**Article:**
▶

Cool, you've saved me a few bob there as well Sam bringing the volley ball!

I may even take it easy on Thursday night in preparation for this big game


----------



## Shinjuku (Jul 12, 2008)

mancgary79 said:


> Cool, you've saved me a few bob there as well Sam bringing the volley ball!
> 
> I may even take it easy on Thursday night in preparation for this big game


Not a chance. If the rest of us are going to play after a night of 'pukers pukers', no way you're allowed to get away with an easy night.


----------



## Chickiwi (Oct 26, 2008)

I may come a bit later on, how long do you think everyone will be staying for?


----------



## Maz25 (Jul 6, 2008)

Shingle Peak said:


> I may come a bit later on, how long do you think everyone will be staying for?


Goodey! Thought I was gonna end up stuck with these party animals (not that I don't like them but can't have girlie chats with macho men!)


----------



## Chickiwi (Oct 26, 2008)

Maz25 said:


> Goodey! Thought I was gonna end up stuck with these party animals (not that I don't like them but can't have girlie chats with macho men!)


I know what you mean and you and I are far too sensible to be party animals!


----------



## crazymazy1980 (Aug 2, 2008)

Shingle Peak said:


> I know what you mean and you and I are far too sensible to be party animals!


You two talk some rubbish!!!


----------



## Maz25 (Jul 6, 2008)

crazymazy1980 said:


> You two talk some rubbish!!!


Maybe so but you like to listen to rubbish, so we thought that would oblige!


----------



## Maz25 (Jul 6, 2008)

Figured I'd write something just to get this back on the first page!


----------



## Chickiwi (Oct 26, 2008)

Maz25 said:


> Figured I'd write something just to get this back on the first page!



haha good thinking maz!!!


----------

◀

**Entries provided:**
▶

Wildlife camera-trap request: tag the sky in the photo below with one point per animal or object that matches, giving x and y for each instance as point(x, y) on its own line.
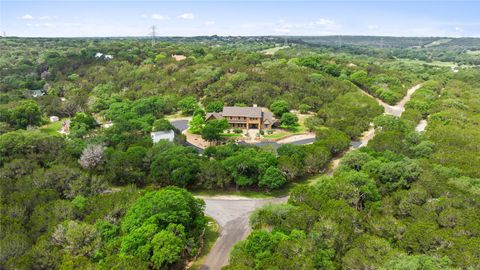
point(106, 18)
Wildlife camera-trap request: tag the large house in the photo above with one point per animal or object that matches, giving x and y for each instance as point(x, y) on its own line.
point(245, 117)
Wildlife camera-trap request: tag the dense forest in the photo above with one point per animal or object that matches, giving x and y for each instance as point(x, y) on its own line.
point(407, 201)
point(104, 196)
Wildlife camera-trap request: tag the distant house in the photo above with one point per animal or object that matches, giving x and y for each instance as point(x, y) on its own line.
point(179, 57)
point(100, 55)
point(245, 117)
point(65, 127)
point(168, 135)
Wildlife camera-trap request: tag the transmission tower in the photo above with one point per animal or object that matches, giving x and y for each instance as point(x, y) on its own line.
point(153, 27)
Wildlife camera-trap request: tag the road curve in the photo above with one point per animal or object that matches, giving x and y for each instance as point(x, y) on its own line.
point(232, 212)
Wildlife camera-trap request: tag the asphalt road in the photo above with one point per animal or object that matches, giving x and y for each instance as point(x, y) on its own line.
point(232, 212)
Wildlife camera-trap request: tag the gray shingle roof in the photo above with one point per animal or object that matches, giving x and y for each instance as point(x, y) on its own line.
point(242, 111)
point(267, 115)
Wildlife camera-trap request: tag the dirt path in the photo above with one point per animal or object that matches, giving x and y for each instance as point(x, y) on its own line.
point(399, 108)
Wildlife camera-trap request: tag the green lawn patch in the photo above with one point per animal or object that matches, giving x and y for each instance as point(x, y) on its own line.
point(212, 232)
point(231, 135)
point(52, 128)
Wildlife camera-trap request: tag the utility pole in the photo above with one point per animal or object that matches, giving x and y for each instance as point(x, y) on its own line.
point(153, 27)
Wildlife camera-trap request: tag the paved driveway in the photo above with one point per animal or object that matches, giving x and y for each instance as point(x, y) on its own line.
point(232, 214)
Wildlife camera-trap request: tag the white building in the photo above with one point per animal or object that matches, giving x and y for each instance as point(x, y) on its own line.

◀

**Goals:**
**A)** List each distinct username shown in the post headings of the forum thread, once apiece.
**B)** Please duplicate the rows, starting at the line that contains "Wildlife camera-trap request: tag the road" and stopping after the line that contains "point(399, 108)".

**The responses:**
**A)**
Shinjuku
Chickiwi
Maz25
crazymazy1980

**B)**
Wildlife camera-trap request: tag the road curve in the photo above with one point per animal or object that matches, giving x and y for each instance as point(x, y) on its own line.
point(232, 212)
Wildlife camera-trap request: tag the asphalt road in the photo above with one point per animal or object that matches, giving x and y for each instance as point(x, y) on its own line.
point(232, 212)
Wildlife camera-trap request: tag the gray shingle roof in the photo above with one point per animal or object that matches, giving x and y for each instance as point(x, y) on its own line.
point(242, 111)
point(267, 115)
Wildlife camera-trap request: tag the dirt path in the photo above with one point per animal or object that matches, giving x and y for each instance as point(x, y) on its own line.
point(399, 108)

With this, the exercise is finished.